» WHAT TO DO
Will you transcribe the entries that follow, exactly and in full?
═════ INPUT DATA
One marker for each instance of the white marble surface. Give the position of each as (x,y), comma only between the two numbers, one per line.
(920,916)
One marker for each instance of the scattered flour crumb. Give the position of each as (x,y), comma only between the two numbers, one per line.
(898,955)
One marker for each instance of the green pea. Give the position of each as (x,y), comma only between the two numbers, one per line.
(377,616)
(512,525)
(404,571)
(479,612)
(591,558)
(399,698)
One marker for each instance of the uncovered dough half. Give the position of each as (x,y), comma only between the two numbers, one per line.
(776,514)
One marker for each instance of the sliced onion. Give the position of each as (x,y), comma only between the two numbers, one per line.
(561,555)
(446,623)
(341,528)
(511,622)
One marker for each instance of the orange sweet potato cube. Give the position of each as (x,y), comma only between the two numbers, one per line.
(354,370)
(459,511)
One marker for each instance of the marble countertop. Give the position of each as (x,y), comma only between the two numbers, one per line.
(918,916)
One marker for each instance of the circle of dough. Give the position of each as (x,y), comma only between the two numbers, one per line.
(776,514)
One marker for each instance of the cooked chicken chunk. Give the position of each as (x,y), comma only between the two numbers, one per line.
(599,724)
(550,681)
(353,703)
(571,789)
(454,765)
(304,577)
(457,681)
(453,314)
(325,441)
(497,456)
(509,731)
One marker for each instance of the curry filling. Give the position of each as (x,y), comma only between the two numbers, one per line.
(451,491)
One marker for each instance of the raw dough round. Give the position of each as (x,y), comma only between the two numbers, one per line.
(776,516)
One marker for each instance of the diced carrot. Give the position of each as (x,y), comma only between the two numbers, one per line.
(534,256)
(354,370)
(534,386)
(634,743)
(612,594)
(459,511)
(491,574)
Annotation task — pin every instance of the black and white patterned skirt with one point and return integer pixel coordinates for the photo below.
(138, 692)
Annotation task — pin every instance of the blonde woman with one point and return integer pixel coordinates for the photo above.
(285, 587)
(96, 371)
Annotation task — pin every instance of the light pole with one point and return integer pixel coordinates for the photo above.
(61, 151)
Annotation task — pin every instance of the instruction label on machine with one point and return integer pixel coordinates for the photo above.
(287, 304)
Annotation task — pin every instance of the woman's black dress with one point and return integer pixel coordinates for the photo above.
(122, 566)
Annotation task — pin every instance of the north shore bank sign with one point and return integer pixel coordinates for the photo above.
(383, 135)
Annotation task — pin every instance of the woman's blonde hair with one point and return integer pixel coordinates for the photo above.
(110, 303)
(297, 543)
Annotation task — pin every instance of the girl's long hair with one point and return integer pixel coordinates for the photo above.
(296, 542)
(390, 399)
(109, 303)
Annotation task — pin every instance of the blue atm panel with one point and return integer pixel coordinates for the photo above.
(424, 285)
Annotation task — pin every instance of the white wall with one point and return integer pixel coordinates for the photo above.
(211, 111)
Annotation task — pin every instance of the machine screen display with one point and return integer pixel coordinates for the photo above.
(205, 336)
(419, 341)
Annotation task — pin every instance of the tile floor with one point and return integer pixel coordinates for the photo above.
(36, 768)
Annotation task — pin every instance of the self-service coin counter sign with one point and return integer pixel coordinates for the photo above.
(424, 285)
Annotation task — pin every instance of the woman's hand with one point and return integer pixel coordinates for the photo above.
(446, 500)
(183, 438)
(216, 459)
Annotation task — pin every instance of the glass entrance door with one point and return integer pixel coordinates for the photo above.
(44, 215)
══════════
» THE ANSWER
One marker for each instance of the white marble surface. Give the position of each as (x,y), comma only between the two numbers, one per line.
(920,916)
One marker for each instance of the scattered flour crumb. Give the position of each as (x,y), comma only between the two numbers, one per line.
(898,955)
One marker for each instance of the green pea. Give the position of each as (x,y), comma only between the two numbers, one per line.
(377,616)
(512,525)
(404,571)
(479,612)
(591,558)
(399,698)
One marker for each instance of the uncovered dough half. Give the position of each as (x,y), comma only between the two numbers, one per line.
(776,514)
One marker for each instance of the sliced onion. Give the position of each as (x,y), comma only between the two numbers, one per line.
(561,555)
(446,623)
(341,528)
(511,622)
One marker for each instance of the orange sweet potato cube. Give the position of each as (x,y), comma only between the two numbers, one per line.
(354,370)
(459,511)
One marker for each instance of the marble countertop. Give the position of each as (x,y), comma only between the two numbers, one per line.
(918,916)
One marker for each instance of the circle of dough. Give the position of each as (x,y), comma only between the two numbers, one per line.
(776,514)
One marker for each instance of the cooked chicken chunk. Give the position of each as (x,y), comma only between the two numbers, one per line.
(599,724)
(550,681)
(353,703)
(571,789)
(454,765)
(304,577)
(457,681)
(453,314)
(325,441)
(497,456)
(509,731)
One marker for each instance of the curry filling. Give the position of each as (x,y), comma only between the two numbers, one per line.
(451,491)
One marker for each instance of the raw dough round. Give the position of each as (x,y), comma only between the two numbers, one per line.
(776,516)
One marker for each instance of the diced carrot. Give the position of each as (x,y), comma only between the two numbers, one per line.
(534,256)
(354,370)
(534,386)
(634,743)
(612,594)
(459,511)
(491,574)
Annotation task — pin every instance of the black and white patterned skirt with one point and return integer pixel coordinates for the photo below.
(138, 692)
Annotation task — pin every instance of the blonde woman with one point and return integer pixel coordinates for the photo above.
(285, 587)
(96, 371)
Annotation task — pin every instance of the light pole with one point and return integer pixel coordinates for the photo above.
(61, 151)
Annotation task — pin every instance of the instruction label on machine with one point and return integer pixel coordinates for the photo above.
(287, 304)
Annotation task — pin every instance of the woman's black dress with one point and return integer pixel coordinates for the photo above.
(122, 566)
Annotation task — pin every instance of the north shore bank sign with one point and return integer pixel coordinates for the photo above.
(383, 135)
Annotation task — pin every instance of the woman's blonde hair with one point and return integer pixel coordinates for the photo above.
(110, 303)
(297, 543)
Annotation task — pin every instance of the girl's long hair with one point and return integer pixel coordinates for the photo above.
(296, 542)
(390, 399)
(109, 303)
Annotation task — pin every instance of the blue atm panel with one point and return integer pixel coordinates for the photo above.
(424, 285)
Annotation task — pin every instance of the white wall with one point and return integer pixel coordinates for the photo above.
(211, 111)
Annotation task — pin every instance of the machine screen display with one point and return integer pixel coordinates for the photo above.
(205, 336)
(419, 341)
Annotation task — pin every instance of the tile floor with one point and return integer pixel coordinates for the photo above.
(36, 768)
Annotation task — pin every instance of the self-service coin counter sign with one point and return integer pixel coordinates for the photo above.
(424, 285)
Annotation task — pin every instance of the woman's hand with one point and return integer pixel coordinates for the photo above.
(446, 500)
(183, 438)
(216, 459)
Annotation task — pin every instance of the glass entrance door with one point and return integer pixel coordinates for the photo above.
(44, 215)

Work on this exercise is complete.